> Seção do documento
Que a paz do Senhor esteja com vocês, meus queridos amigos!
Venho até vocês para encorajá-los a seguir o bom caminho.
Deus concedeu a missão de vir esclarecê-los aos pobres Espíritos
que outrora habitaram a Terra. Bendito seja Ele pela graça que nos dá de
podermos ajudar o adiantamento de vocês. Que o Espírito Santo me ilumine e me
ajude a tornar minha palavra compreensível, e me conceda a graça de pô-la ao
alcance de todos. Todos vocês, encarnados, que estão sob prova e procuram a
luz, que a Vontade de Deus me ajude a fazê-la brilhar ante seus olhos!
A humildade é uma virtude muito esquecida, entre vocês. Os
grandes exemplos que lhes foram dados são bem pouco seguidos. E, no entanto,
sem humildade, vocês podem ser caridosos com seu próximo? Oh, não, porque esse
sentimento nivela os homens, ele diz-lhes que são irmãos, que se devem ajudar
mutuamente, e leva-os ao bem. Sem a humildade, vocês enfeitam-se de virtudes
que não possuem, como se usassem um vestuário para ocultar as deformidades do
seu corpo. Lembrem-se d'Aquele que nos salvou; lembrem-se da sua humildade que
o fez tão grande e o elevou acima de todos os profetas.
O orgulho é o terrível adversário da humildade. Se o Cristo
prometeu o Reino dos Céus aos mais pobres, é porque os grandes da Terra imaginam
que os títulos e as riquezas são a recompensa de seus méritos, e que a sua
essência é mais pura que a do pobre. Creem que essas coisas lhes são devidas, e
por isso, quando Deus as retira, acusam-no de injustiça. Oh, zombaria e
cegueira! Deus distingue vocês pelos corpos? O envoltório do pobre não é da
mesma essência que o do rico? O Criador terá feito duas espécies de homens?
Tudo aquilo que Deus faz é grande e sábio. Não lhe atribuam jamais as ideias
concebidas por seus cérebros orgulhosos.
Oh, rico, enquanto você dorme em seus aposentos dourados, ao
abrigo do frio, não sabe que milhares de irmãos seus, que valem tanto quanto você,
jazem sobre a palha? O infeliz faminto não é seu igual? A essa palavra, bem sei
que seu orgulho se revolta. Concordará em dar-lhe uma esmola; mas jamais, em apertar-lhe
fraternalmente a mão. “O quê! dirá, eu nascido dum sangue nobre, grande da
Terra, ser igual a esse miserável esfarrapado? Vã utopia de pretensos filósofos!

> Seção de dados
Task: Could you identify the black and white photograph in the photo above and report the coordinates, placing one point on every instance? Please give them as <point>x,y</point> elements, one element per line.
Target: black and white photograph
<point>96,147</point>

> Problemas e tarefas
#1 Reproduza sem nenhuma alteração o trecho do texto sobre a humildade que se inicia com as palavras contendo "Oh, rico, enquanto" e se encerra com "de pretensos filósofos!".
#2 De acordo com o texto sobre a humildade, por que não se pode ser caridoso com o próximo sem humildade? Responda em uma a três frases.
A listagem é um material à parte, independente do texto sobre a humildade.

> Soluções por tarefa
#1
Oh, rico, enquanto você dorme em seus aposentos dourados, ao
abrigo do frio, não sabe que milhares de irmãos seus, que valem tanto quanto você,
jazem sobre a palha? O infeliz faminto não é seu igual? A essa palavra, bem sei
que seu orgulho se revolta. Concordará em dar-lhe uma esmola; mas jamais, em apertar-lhe
fraternalmente a mão. “O quê! dirá, eu nascido dum sangue nobre, grande da
Terra, ser igual a esse miserável esfarrapado? Vã utopia de pretensos filósofos!

#2 Porque a humildade nivela os homens e lhes diz que são irmãos e que devem ajudar-se mutuamente. Além disso, esse sentimento os leva ao bem.